**PROBLEM**: Reproduce the material below word for word, leaving out the pictures.

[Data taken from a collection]
======

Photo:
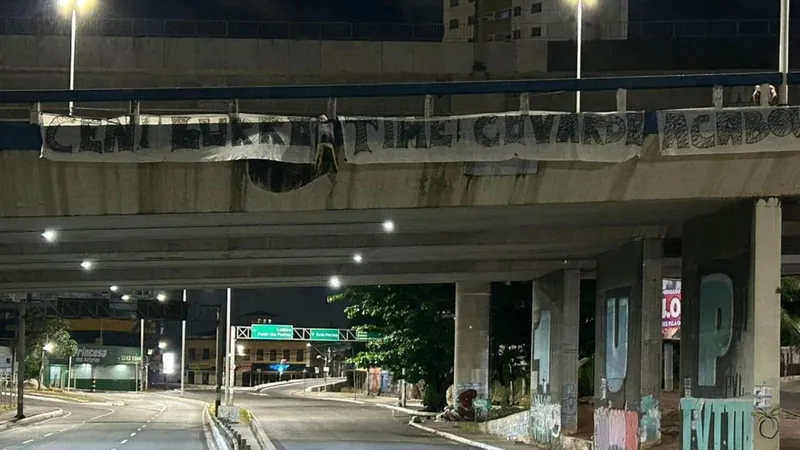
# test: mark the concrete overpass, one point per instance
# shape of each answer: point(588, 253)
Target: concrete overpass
point(218, 224)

======

**THE OUTPUT**:
Photo:
# test: mark the concrete overpass, one point per instance
# shape of each answer: point(588, 253)
Target: concrete overpass
point(218, 224)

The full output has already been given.